## start Extracted records
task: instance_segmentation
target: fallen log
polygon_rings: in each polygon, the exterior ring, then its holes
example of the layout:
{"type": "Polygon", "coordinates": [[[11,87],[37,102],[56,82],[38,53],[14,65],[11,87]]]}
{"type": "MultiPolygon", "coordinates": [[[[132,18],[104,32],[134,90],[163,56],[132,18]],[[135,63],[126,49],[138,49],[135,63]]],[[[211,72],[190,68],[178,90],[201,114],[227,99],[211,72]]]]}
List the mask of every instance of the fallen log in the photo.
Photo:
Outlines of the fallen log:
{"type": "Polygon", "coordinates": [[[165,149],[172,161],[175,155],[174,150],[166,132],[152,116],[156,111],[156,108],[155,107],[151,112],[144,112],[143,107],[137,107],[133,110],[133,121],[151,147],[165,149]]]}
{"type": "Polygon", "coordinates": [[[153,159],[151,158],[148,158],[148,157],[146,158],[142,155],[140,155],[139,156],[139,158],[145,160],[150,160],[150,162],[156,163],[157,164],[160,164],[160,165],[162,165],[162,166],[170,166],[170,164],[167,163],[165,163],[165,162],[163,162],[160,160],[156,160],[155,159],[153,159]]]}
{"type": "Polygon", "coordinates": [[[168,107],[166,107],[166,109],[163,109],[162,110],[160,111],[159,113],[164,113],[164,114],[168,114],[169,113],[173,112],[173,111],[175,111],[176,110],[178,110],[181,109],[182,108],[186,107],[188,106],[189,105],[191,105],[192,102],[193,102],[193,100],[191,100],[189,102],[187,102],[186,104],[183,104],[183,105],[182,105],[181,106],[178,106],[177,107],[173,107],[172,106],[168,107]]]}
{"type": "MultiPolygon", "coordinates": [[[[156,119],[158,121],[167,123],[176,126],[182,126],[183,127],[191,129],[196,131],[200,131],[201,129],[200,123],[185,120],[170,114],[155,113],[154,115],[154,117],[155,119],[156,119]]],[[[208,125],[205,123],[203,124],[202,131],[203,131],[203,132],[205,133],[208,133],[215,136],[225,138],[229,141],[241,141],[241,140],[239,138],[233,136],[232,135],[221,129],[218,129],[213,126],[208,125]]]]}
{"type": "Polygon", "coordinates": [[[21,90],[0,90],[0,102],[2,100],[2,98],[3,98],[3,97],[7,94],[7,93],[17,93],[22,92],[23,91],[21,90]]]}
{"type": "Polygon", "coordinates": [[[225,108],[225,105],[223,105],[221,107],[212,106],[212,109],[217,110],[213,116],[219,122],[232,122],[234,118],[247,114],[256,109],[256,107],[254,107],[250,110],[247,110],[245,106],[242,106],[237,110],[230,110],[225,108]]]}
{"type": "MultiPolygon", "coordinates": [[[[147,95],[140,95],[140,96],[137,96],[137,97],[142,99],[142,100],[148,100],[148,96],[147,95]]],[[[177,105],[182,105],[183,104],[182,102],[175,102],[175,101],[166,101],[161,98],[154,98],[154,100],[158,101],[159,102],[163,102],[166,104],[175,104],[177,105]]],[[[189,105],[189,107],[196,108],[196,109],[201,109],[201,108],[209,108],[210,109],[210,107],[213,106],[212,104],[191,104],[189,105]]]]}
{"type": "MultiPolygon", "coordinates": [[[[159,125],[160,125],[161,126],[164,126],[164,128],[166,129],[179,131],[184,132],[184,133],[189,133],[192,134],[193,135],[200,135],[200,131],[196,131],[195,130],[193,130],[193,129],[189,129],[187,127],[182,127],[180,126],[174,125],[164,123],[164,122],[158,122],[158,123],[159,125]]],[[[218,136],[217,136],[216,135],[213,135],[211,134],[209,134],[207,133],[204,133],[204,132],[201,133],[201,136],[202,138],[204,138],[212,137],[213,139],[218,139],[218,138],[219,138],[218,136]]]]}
## end Extracted records
* What the task asks: Render the listing as a Markdown table with the columns Row and Listing line. Include only the lines from its first line through the line containing "Outlines of the", both included, number them in the Row column, and leave out any blank lines.

* Answer to this problem:
| Row | Listing line |
|---|---|
| 1 | task: instance_segmentation |
| 2 | target: fallen log |
| 3 | polygon_rings: in each polygon, the exterior ring, then its holes |
| 4 | example of the layout: |
| 5 | {"type": "Polygon", "coordinates": [[[11,87],[37,102],[56,82],[38,53],[14,65],[11,87]]]} |
| 6 | {"type": "MultiPolygon", "coordinates": [[[[132,18],[104,32],[134,90],[163,56],[132,18]],[[135,63],[126,49],[138,49],[135,63]]],[[[211,72],[190,68],[178,90],[201,114],[227,99],[211,72]]]]} |
| 7 | List the mask of every instance of the fallen log in the photo. |
| 8 | Photo: |
| 9 | Outlines of the fallen log: |